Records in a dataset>
----

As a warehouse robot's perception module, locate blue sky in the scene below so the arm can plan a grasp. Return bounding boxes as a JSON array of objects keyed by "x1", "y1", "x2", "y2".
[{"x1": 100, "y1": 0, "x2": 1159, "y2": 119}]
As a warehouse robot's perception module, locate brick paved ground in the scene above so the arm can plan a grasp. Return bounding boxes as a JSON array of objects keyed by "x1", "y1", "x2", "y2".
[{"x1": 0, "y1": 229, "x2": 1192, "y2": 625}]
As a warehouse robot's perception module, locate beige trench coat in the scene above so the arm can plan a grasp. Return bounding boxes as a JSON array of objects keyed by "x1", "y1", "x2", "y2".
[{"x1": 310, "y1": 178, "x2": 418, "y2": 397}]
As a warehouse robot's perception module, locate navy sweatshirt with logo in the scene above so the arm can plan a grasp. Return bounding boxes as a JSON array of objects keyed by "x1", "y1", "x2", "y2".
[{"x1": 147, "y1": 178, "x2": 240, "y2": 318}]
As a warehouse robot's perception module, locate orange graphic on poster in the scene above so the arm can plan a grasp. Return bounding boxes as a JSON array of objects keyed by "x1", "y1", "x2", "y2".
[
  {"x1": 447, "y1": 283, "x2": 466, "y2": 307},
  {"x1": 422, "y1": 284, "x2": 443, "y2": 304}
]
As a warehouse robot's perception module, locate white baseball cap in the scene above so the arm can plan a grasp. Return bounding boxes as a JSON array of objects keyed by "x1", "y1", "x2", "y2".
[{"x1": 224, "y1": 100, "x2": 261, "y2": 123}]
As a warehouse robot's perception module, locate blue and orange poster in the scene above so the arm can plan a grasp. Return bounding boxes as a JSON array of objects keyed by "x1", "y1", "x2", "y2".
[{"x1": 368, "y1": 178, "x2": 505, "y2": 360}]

----

Work to complete> Rewrite the lines starting with the one that contains "As a warehouse robot's perception module, locate blue and" and running through the last line, changing "poster" to "placard" and keeping everything else the same.

Correct result>
As a warehouse robot's perception module, locate blue and orange placard in the scene above so the arm can plan a grasp. Return bounding boxes as a JSON array of objects keyed by "x1", "y1", "x2", "y2".
[{"x1": 368, "y1": 178, "x2": 505, "y2": 360}]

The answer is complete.